INSTRUCTION: Reproduce the part of the records that opens with the line containing "of the knife." and closes with the end of the records, requests included, offsetting every x and y coordinate in the answers by adding 150. Leave the pictures out.

---*---

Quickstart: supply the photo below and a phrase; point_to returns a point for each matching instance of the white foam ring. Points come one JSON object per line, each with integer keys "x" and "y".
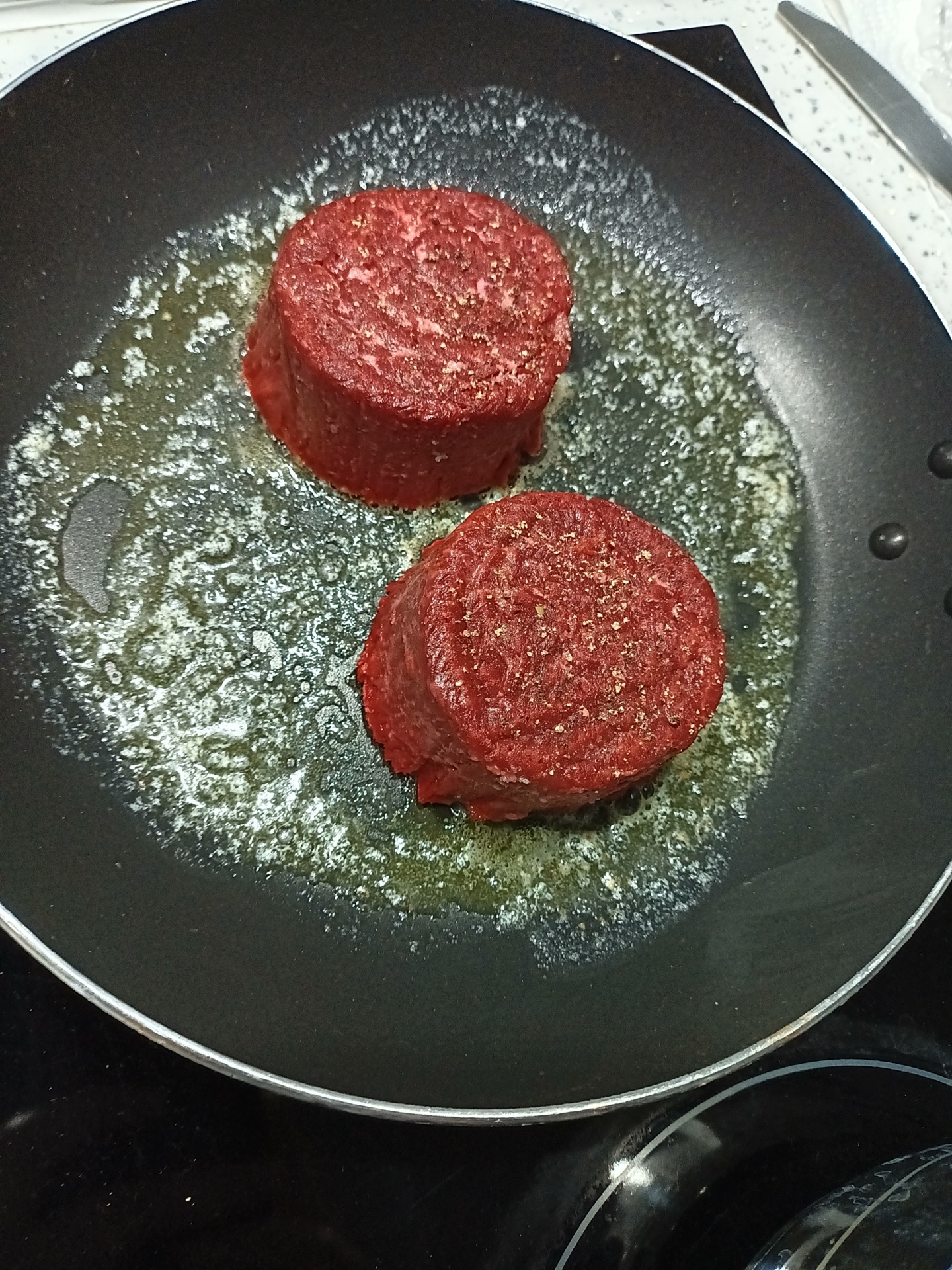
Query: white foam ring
{"x": 221, "y": 679}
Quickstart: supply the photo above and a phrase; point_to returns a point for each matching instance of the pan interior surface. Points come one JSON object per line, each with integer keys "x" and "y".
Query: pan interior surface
{"x": 221, "y": 669}
{"x": 407, "y": 1000}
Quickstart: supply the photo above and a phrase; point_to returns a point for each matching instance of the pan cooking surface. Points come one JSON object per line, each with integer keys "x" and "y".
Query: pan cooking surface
{"x": 161, "y": 901}
{"x": 221, "y": 675}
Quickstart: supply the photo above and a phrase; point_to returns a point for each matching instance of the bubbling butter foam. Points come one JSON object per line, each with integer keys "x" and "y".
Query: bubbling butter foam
{"x": 241, "y": 588}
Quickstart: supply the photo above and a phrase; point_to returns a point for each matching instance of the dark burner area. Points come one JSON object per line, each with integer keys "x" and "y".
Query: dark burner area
{"x": 116, "y": 1155}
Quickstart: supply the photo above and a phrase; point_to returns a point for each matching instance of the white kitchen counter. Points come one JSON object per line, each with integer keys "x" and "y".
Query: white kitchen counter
{"x": 824, "y": 121}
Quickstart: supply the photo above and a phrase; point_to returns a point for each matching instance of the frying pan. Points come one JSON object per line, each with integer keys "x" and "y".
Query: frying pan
{"x": 175, "y": 120}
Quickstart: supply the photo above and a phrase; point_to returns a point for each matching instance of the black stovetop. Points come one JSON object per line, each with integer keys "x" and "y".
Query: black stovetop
{"x": 116, "y": 1154}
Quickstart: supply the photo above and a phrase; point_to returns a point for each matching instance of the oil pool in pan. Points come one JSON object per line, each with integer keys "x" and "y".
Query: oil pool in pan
{"x": 240, "y": 588}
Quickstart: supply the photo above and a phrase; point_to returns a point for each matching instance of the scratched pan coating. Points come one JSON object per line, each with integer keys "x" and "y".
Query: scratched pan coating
{"x": 843, "y": 846}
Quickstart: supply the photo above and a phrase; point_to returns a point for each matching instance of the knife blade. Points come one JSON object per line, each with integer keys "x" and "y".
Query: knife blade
{"x": 891, "y": 106}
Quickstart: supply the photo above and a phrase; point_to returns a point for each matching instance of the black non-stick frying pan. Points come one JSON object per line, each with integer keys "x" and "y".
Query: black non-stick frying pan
{"x": 173, "y": 121}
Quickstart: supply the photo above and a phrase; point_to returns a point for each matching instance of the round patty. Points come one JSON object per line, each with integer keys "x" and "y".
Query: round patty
{"x": 550, "y": 652}
{"x": 409, "y": 343}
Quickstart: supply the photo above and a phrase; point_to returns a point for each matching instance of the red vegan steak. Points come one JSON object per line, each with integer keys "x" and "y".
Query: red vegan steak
{"x": 409, "y": 343}
{"x": 553, "y": 651}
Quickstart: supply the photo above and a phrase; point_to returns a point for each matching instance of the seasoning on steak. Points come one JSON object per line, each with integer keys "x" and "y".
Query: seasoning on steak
{"x": 550, "y": 652}
{"x": 409, "y": 343}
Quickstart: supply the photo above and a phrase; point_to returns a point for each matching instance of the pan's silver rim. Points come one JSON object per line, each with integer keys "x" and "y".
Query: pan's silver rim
{"x": 487, "y": 1117}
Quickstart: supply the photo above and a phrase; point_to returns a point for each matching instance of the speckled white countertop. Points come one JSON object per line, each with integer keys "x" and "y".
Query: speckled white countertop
{"x": 824, "y": 121}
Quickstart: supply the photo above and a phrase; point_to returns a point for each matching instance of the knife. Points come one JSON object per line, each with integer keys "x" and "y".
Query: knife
{"x": 883, "y": 97}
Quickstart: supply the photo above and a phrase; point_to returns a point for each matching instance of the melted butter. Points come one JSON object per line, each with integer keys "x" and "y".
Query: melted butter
{"x": 241, "y": 588}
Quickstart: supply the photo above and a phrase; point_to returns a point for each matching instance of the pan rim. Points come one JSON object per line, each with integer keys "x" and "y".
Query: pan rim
{"x": 460, "y": 1117}
{"x": 483, "y": 1117}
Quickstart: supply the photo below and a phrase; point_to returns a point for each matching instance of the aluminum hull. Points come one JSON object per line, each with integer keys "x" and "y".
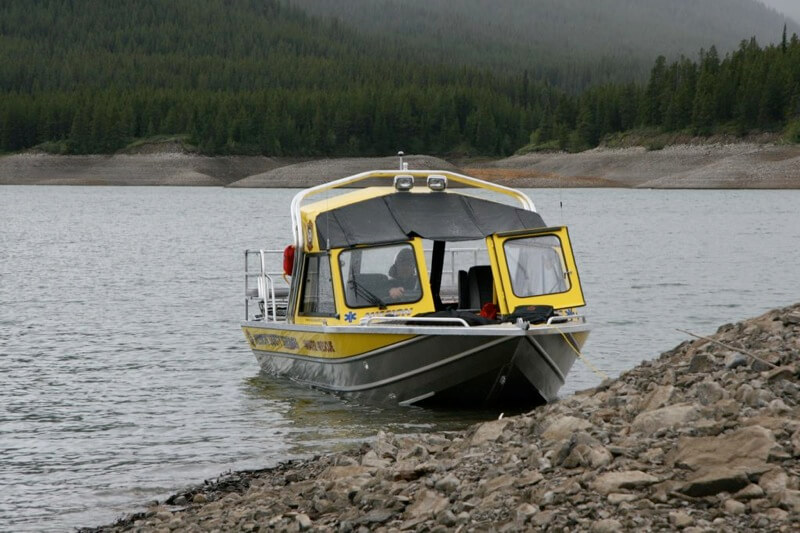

---*---

SOLUTION FOR THIS TASK:
Quickstart: supply the photo above and a phrase; point_to returns a point for each matching instance of the knife. Points come one JSON object per line, each with integer keys "x" and "y".
Query: knife
{"x": 1033, "y": 247}
Quickstart: supply the photo above and a phrase; point_to returns a point for each matching instance of the melted butter. Points come one JSON object per line, each with integer keys "x" and "y".
Query: melted butter
{"x": 391, "y": 738}
Quickstart: supply the photo above and a phrase; point_to returns a point for each matching instance of the pan rim. Points come one JSON object per line, each with integer keys "x" and "y".
Query: pan rim
{"x": 610, "y": 1267}
{"x": 633, "y": 1267}
Quickstart: supply the photo below and a phrase; point_to returns a point for each matching instance of the aluminum hull. Points come one JSON object per line, each with integer keys "x" and "y".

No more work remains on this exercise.